→ DOCUMENT SECTION:
______
There are a lot of shady industry practices that I’ve thought about over the years. Perhaps you already know that the makeup you see inside and on the cover of most magazines is usually never the makeup they’re crediting. Like you may see the perfect lipstick shade on so-and-so celebrity on the cover of such-and-such magazine – but whatever it says in the credits is not the actual lipstick. Often the best shades and formulations are made by non-advertiser brands and cover credits are something publishers like to bring back to their big cosmetics clients as a gift: A sign of how much the editorial team values their products. A big part of a Beauty Editor’s job is trying to find the closest match for whatever makeup the artists use on the shoots. This is industry standard. Or if a celebrity with an ad campaign is shot for a magazine cover, no matter what makeup is used on them, the credit will go to the company they are contracted to. And I assure you, no top makeup artist is using Cover Girl or Neutrogena makeup. Their goal is to get the absolute best look. So the Beauty Editors have to hustle to make everyone happy.
I wonder what style content would look like, if there wasn’t so much muddying the waters. I wonder how much more helpful it would be?
______
→ EXTRACTED MATERIAL:
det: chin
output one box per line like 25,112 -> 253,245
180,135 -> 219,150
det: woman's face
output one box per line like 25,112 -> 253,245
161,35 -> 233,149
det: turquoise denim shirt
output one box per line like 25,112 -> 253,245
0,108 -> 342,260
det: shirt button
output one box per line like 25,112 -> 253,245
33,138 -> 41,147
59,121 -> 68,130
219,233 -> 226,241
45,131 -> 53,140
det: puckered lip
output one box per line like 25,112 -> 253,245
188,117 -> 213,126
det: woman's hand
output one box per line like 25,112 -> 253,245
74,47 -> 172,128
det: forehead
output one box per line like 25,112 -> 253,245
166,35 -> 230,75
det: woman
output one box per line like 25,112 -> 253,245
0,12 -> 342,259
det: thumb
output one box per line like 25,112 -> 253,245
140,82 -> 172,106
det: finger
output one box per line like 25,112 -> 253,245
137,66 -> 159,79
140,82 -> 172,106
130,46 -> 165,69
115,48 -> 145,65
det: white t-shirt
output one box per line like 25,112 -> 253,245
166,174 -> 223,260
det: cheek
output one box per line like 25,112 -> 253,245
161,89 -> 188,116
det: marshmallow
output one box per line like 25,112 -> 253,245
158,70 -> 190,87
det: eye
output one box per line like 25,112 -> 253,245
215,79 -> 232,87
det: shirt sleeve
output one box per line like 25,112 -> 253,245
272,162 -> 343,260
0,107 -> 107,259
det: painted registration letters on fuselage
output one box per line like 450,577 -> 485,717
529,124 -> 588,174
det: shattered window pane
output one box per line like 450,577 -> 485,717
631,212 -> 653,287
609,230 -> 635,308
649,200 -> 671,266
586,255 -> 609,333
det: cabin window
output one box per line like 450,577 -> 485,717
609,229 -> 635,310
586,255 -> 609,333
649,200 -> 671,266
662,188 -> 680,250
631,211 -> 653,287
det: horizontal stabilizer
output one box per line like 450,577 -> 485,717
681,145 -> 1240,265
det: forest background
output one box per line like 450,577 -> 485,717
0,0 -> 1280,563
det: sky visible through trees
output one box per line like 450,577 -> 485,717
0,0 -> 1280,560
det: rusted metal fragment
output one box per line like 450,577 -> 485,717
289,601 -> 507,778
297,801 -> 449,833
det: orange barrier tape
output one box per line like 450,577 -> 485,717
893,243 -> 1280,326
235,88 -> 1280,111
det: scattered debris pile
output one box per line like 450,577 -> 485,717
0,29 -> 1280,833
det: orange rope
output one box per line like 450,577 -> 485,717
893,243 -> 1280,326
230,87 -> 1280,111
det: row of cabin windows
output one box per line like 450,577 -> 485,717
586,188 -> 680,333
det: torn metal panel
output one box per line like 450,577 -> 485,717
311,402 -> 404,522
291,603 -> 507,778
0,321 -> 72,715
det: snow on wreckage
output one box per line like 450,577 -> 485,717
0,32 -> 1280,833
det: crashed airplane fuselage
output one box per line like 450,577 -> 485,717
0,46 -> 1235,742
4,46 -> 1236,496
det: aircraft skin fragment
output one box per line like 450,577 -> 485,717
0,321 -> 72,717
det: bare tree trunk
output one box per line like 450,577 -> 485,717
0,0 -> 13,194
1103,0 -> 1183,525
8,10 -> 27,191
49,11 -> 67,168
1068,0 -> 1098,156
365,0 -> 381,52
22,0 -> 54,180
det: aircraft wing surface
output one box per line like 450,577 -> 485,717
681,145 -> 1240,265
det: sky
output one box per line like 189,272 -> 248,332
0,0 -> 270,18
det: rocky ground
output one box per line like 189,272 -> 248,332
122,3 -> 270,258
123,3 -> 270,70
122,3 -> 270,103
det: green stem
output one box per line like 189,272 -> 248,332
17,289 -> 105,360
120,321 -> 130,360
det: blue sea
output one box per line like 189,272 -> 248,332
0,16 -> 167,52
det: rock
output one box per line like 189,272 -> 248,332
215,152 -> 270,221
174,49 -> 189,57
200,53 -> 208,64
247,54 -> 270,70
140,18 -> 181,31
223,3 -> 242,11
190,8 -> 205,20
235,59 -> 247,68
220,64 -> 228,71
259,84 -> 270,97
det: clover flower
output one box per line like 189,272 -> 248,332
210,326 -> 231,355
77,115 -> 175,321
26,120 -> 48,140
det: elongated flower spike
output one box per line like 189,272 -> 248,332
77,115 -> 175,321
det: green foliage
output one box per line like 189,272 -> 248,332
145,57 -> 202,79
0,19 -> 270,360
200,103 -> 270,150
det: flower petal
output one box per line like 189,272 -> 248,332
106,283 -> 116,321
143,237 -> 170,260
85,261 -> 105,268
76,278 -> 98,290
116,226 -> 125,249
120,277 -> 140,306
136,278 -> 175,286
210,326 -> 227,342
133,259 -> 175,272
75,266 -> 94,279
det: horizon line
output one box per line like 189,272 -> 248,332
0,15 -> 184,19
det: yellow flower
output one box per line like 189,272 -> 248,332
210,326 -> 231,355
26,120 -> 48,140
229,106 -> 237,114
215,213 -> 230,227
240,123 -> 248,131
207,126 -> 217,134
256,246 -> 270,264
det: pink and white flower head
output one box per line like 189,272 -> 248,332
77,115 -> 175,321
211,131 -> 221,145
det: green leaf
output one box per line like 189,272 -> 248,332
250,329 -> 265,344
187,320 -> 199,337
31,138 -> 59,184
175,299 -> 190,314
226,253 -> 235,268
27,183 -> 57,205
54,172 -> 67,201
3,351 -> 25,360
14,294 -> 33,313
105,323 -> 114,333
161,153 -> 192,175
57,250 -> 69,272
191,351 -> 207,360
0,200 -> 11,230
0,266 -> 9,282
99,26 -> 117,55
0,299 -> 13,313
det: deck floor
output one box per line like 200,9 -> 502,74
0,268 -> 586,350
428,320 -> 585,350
______
→ WORK INSTRUCTIONS:
According to the text on magazine makeup credits, who gets the credit when a celebrity with an ad campaign is shot for a magazine cover? Use only the text to answer.

→ WRITTEN RESPONSE:
The company the celebrity is contracted to gets the credit, no matter what makeup was used on them.